#### [Extrait fourni]
####################

LES CARRÉS DU DÉSIR
1981
Il s’agissait de proposer à 15 personnes amies ( et à moi même le 16°), de s’exprimer sur ce que représente pour elles le désir, ou un désir, ou des désirs.
Cette idée met à jour immédiatement, une contradiction irréductible, entre le désir et les contraintes sociales, auquel, aucun d’entre nous, ne peut échapper. La censure et l’auto censure, laissent peu de brèches disponibles.
L’expression du désir sera donc nécessairement médiatisée par un quelconque moyen d’expression, et la transformation, d’ordre symbolique, ou religieux, ou didactique, ou romantique, ou théorique, rendra acceptable l’objet, la représentation du désir.
Une autre contradiction apparaît à la suite ; c’est celle qui oppose art et religion. L’art ne peut exister qu’en dehors des normes, c’est à dire, hors des fixations, des fixités de la pensée. L’art se présente en outre comme une remise en cause, une remise en forme, permanentes de lui même, et des idées dont il est le vecteur. Il est et ne peut être que transformation, que transgression. La religion est à l’opposé, en tout point. Elle ne peut subsister que dans la permanence, la continuité, la fixité, d’idées érigées en dogmes, en « vérités » non vérifiables, que l’on ne doit pas interroger. Croire sans savoir, sans avoir vu, est l’idéal, le but à atteindre. Les désirs, expressions de choix, de doutes, de besoins, d’évolution personnelle, sont à refouler. La religion est l’anesthésiant du désir et donc de l’imaginaire. Art et imaginaire, forment un couple indissociable.
Il n’y a pas d’art religieux, ou sacré, ou chrétien : il y a des artistes, qui pris dans une réalité historique, idéologique et sociale, ont trouvé le « passage » par où se faufiler ; leurs travail a été contrôlé, dirigé, censuré, a été récupéré par les religions qui avaient besoin d’images, de supports, de médias, pour diffuser leur idéologie et assurer leur pouvoir.

####################

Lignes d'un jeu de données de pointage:
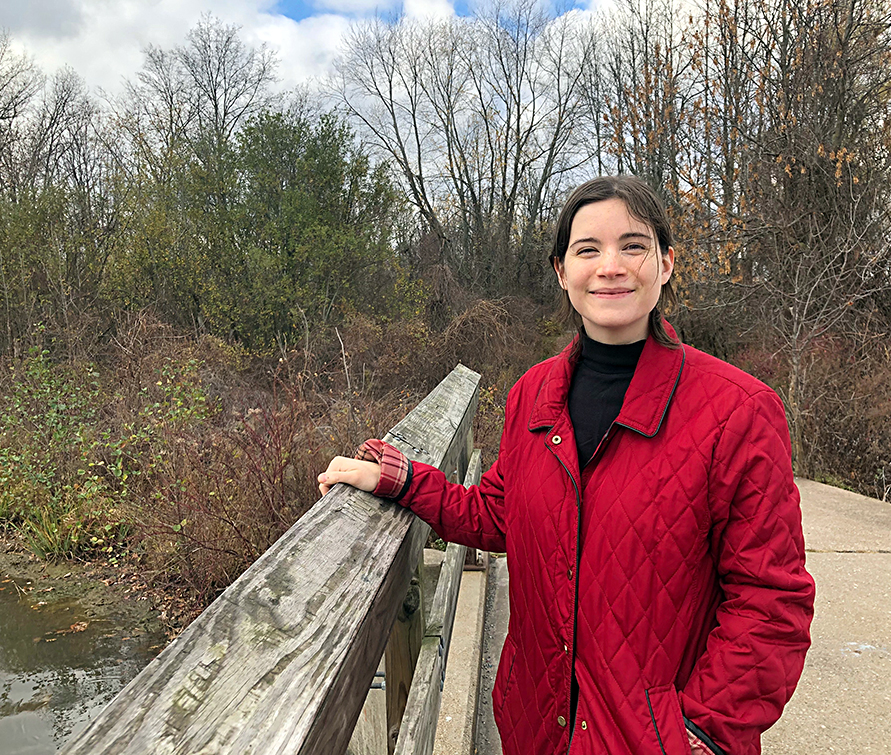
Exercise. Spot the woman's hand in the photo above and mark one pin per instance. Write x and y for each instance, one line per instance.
(363, 475)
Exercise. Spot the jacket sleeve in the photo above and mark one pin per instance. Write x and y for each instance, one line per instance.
(755, 654)
(471, 516)
(474, 516)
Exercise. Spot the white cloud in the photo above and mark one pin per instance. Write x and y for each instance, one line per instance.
(356, 7)
(437, 9)
(102, 40)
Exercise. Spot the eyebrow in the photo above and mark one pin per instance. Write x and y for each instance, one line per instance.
(623, 237)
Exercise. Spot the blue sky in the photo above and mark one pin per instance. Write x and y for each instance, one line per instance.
(103, 40)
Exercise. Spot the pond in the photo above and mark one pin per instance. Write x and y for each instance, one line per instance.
(61, 660)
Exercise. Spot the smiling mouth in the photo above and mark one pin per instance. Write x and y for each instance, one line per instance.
(612, 293)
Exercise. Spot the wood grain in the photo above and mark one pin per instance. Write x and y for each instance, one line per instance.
(281, 662)
(418, 731)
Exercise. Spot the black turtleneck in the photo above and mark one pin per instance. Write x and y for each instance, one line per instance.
(601, 377)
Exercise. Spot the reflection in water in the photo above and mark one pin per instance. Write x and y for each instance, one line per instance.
(58, 669)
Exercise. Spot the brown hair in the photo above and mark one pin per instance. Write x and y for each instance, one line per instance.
(644, 204)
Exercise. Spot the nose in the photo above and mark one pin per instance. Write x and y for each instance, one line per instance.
(612, 264)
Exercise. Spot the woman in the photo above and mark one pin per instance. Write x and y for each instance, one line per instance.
(643, 493)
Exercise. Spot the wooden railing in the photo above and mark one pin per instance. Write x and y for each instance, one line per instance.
(283, 660)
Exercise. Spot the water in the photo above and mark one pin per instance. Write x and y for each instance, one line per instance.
(59, 666)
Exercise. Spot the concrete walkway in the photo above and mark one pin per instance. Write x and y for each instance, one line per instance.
(843, 702)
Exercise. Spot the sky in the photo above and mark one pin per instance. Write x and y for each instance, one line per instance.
(102, 40)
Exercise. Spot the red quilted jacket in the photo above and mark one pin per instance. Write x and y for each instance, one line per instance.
(669, 574)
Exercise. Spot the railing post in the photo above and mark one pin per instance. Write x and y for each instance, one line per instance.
(402, 656)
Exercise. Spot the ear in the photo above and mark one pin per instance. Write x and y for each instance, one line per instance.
(558, 268)
(667, 265)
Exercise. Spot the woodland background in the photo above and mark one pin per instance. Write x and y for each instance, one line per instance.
(207, 287)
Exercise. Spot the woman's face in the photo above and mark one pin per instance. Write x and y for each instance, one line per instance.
(613, 271)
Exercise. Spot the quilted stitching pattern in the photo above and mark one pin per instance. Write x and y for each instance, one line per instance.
(690, 569)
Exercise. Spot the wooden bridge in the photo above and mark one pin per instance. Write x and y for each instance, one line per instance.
(283, 660)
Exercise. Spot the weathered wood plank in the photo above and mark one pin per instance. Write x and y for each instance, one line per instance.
(282, 661)
(418, 731)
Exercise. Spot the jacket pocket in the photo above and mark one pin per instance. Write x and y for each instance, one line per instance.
(505, 676)
(703, 738)
(667, 721)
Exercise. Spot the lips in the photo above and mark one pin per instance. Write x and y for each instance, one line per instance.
(612, 293)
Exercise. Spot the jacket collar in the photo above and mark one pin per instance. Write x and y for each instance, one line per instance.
(646, 400)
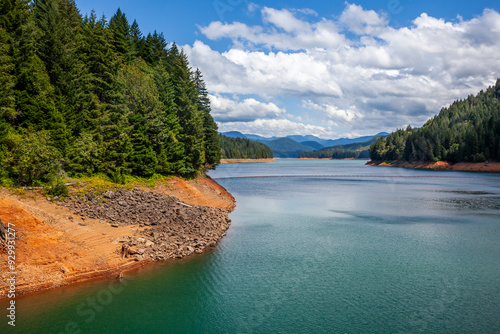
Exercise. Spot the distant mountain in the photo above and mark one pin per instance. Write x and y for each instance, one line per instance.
(301, 139)
(313, 144)
(292, 146)
(353, 151)
(242, 148)
(345, 141)
(287, 148)
(234, 134)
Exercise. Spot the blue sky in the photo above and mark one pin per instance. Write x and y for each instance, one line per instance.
(327, 68)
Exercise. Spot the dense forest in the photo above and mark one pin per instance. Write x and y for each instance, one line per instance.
(468, 130)
(86, 95)
(348, 151)
(240, 148)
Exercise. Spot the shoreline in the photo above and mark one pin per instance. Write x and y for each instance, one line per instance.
(333, 159)
(88, 236)
(487, 167)
(244, 161)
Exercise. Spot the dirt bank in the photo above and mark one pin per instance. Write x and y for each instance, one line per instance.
(104, 234)
(493, 167)
(243, 161)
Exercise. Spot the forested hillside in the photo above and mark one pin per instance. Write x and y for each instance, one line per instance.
(468, 130)
(241, 148)
(348, 151)
(86, 95)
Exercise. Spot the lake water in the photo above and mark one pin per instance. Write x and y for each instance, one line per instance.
(315, 246)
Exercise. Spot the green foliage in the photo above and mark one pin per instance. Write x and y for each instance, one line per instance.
(31, 158)
(468, 130)
(85, 96)
(241, 148)
(59, 188)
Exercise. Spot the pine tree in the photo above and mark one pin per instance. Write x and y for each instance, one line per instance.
(211, 138)
(122, 39)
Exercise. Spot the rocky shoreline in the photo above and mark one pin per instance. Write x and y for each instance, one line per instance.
(109, 231)
(492, 167)
(168, 228)
(244, 161)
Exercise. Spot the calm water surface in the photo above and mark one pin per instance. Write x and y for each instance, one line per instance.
(314, 247)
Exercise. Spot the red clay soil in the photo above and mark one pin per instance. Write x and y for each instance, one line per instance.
(55, 247)
(492, 167)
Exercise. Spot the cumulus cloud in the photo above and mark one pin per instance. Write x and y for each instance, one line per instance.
(225, 109)
(361, 21)
(378, 78)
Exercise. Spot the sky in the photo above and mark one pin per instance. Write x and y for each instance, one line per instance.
(327, 68)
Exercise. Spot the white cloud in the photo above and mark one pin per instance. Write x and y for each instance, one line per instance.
(282, 31)
(381, 78)
(225, 109)
(361, 21)
(334, 113)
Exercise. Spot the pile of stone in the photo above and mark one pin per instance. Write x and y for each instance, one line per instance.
(173, 229)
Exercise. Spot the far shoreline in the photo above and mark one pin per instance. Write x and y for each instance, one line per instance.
(244, 161)
(488, 167)
(366, 159)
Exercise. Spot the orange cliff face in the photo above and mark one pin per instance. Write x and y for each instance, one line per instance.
(56, 247)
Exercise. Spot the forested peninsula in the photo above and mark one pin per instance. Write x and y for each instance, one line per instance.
(81, 96)
(468, 131)
(105, 138)
(242, 148)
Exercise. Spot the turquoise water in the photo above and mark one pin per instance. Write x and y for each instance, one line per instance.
(314, 247)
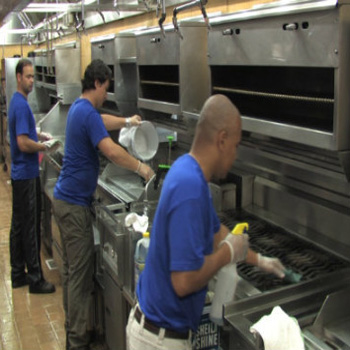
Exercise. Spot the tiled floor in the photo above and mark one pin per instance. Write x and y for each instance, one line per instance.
(27, 321)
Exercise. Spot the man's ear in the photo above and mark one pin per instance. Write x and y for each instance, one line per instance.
(222, 137)
(97, 84)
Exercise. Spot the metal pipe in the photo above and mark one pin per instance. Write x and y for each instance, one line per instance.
(162, 18)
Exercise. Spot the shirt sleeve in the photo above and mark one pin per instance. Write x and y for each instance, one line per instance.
(96, 129)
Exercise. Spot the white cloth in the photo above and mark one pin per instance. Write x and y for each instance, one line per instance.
(126, 135)
(139, 223)
(279, 331)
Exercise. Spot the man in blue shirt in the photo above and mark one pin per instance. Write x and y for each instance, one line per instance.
(26, 192)
(188, 245)
(86, 134)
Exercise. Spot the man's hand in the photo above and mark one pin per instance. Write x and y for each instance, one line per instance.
(52, 145)
(145, 171)
(271, 265)
(45, 136)
(238, 245)
(135, 120)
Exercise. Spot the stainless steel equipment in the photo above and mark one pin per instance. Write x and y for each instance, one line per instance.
(173, 73)
(58, 72)
(103, 48)
(119, 193)
(285, 66)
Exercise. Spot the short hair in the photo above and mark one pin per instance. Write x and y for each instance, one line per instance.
(21, 64)
(96, 70)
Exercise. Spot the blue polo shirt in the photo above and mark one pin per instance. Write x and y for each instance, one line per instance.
(78, 177)
(182, 235)
(21, 121)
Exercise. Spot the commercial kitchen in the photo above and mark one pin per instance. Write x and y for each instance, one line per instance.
(285, 65)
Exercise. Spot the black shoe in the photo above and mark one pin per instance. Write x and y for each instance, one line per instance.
(42, 287)
(20, 282)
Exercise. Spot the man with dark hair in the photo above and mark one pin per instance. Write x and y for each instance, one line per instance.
(26, 192)
(86, 133)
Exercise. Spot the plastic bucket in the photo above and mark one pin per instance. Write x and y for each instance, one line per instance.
(144, 141)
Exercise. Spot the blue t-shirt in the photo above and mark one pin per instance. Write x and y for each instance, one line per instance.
(182, 235)
(78, 177)
(21, 121)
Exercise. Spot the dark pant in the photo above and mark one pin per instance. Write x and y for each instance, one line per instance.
(25, 230)
(75, 225)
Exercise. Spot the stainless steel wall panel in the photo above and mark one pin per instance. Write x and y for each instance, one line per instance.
(194, 69)
(154, 49)
(265, 41)
(67, 66)
(330, 221)
(103, 48)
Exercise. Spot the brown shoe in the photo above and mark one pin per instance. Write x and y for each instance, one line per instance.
(42, 287)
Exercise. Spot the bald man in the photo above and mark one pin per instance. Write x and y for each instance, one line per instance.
(186, 248)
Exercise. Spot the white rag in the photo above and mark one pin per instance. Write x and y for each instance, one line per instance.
(139, 223)
(126, 135)
(279, 331)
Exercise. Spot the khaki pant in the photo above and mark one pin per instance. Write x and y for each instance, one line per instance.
(75, 225)
(139, 338)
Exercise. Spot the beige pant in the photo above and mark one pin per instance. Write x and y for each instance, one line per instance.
(139, 338)
(75, 225)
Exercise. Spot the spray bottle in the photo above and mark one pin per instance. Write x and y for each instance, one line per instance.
(226, 283)
(140, 255)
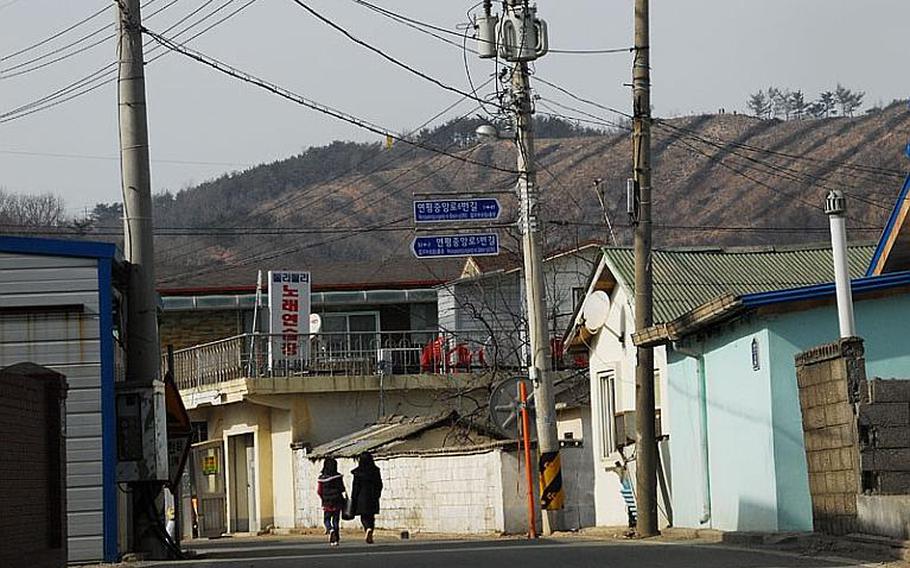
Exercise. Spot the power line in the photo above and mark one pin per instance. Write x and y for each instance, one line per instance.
(115, 158)
(54, 36)
(18, 68)
(231, 71)
(417, 24)
(385, 55)
(107, 73)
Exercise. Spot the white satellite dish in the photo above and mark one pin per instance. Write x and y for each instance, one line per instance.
(596, 309)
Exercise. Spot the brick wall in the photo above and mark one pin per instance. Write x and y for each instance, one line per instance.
(884, 433)
(186, 329)
(829, 379)
(32, 467)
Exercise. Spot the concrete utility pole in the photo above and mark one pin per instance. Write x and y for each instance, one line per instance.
(540, 364)
(143, 352)
(646, 438)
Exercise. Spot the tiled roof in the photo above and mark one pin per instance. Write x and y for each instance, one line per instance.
(685, 279)
(387, 431)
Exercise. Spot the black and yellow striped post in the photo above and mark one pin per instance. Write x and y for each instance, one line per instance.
(552, 496)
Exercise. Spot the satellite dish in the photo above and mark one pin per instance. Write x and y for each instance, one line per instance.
(505, 407)
(595, 310)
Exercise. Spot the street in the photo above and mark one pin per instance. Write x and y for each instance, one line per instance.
(286, 553)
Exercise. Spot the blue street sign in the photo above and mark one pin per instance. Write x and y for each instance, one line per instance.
(444, 246)
(436, 210)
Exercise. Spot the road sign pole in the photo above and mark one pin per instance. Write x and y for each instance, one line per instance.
(526, 438)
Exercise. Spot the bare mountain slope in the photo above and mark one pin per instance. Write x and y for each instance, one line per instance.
(719, 180)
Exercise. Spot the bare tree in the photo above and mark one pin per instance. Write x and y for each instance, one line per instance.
(31, 211)
(848, 100)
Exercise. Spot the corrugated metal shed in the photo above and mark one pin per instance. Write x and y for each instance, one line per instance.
(686, 279)
(56, 310)
(389, 430)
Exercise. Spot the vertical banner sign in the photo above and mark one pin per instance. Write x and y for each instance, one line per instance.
(289, 318)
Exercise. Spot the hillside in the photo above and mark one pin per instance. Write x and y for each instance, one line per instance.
(718, 180)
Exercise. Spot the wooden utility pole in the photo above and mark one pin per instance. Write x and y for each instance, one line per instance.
(646, 438)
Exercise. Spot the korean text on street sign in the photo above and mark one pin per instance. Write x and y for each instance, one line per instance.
(434, 211)
(442, 246)
(289, 315)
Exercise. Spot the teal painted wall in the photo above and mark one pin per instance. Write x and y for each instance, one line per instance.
(685, 427)
(758, 478)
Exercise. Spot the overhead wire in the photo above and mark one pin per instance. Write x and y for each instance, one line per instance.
(395, 61)
(107, 73)
(58, 34)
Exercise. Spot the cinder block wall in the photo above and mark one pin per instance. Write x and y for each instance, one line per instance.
(884, 432)
(446, 493)
(829, 379)
(32, 471)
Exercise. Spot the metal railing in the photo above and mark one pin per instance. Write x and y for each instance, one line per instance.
(345, 353)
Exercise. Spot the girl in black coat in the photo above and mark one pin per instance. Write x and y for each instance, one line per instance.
(365, 493)
(330, 488)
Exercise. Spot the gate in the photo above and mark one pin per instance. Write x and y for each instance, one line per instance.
(208, 479)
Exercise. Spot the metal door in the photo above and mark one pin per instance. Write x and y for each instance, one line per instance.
(211, 501)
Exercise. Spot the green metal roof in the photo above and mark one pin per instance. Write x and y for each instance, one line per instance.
(687, 278)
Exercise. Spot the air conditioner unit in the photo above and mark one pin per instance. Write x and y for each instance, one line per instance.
(624, 427)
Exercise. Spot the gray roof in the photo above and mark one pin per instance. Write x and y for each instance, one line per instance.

####################

#### [Consignes]
- A) Répondez à ces questions sur l'extrait consacré aux carrés du désir :
(i) À combien de personnes amies la proposition a-t-elle été faite ?
(ii) Avec quoi l'art forme-t-il un couple indissociable ?
(iii) Qui a récupéré le travail des artistes ?
- B) Indiquez uniquement le nombre de lignes des enregistrements qui contiennent le mot « water ».
Les enregistrements n'ont aucun rapport avec l'extrait.

#### [Réponses fournies]
- A)
(i) À 15 personnes amies.
(ii) Avec l'imaginaire.
(iii) Les religions.

- B) 5